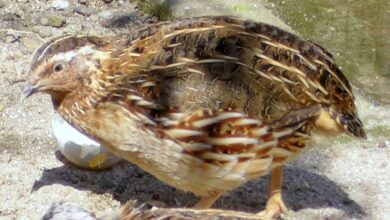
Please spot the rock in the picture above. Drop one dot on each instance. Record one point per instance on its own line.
(2, 107)
(94, 18)
(84, 10)
(60, 5)
(382, 144)
(30, 43)
(52, 20)
(5, 157)
(10, 38)
(120, 19)
(42, 31)
(107, 14)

---------------

[Work item]
A word-for-word copy of the listing is needed. It must not include the pictures.

[Solution to this task]
Please spot the rock in the picture above. Drop one dot on each instance. Record one point per instance on its own line.
(2, 107)
(94, 18)
(84, 10)
(60, 5)
(382, 144)
(30, 43)
(52, 20)
(5, 157)
(10, 38)
(120, 19)
(42, 31)
(107, 14)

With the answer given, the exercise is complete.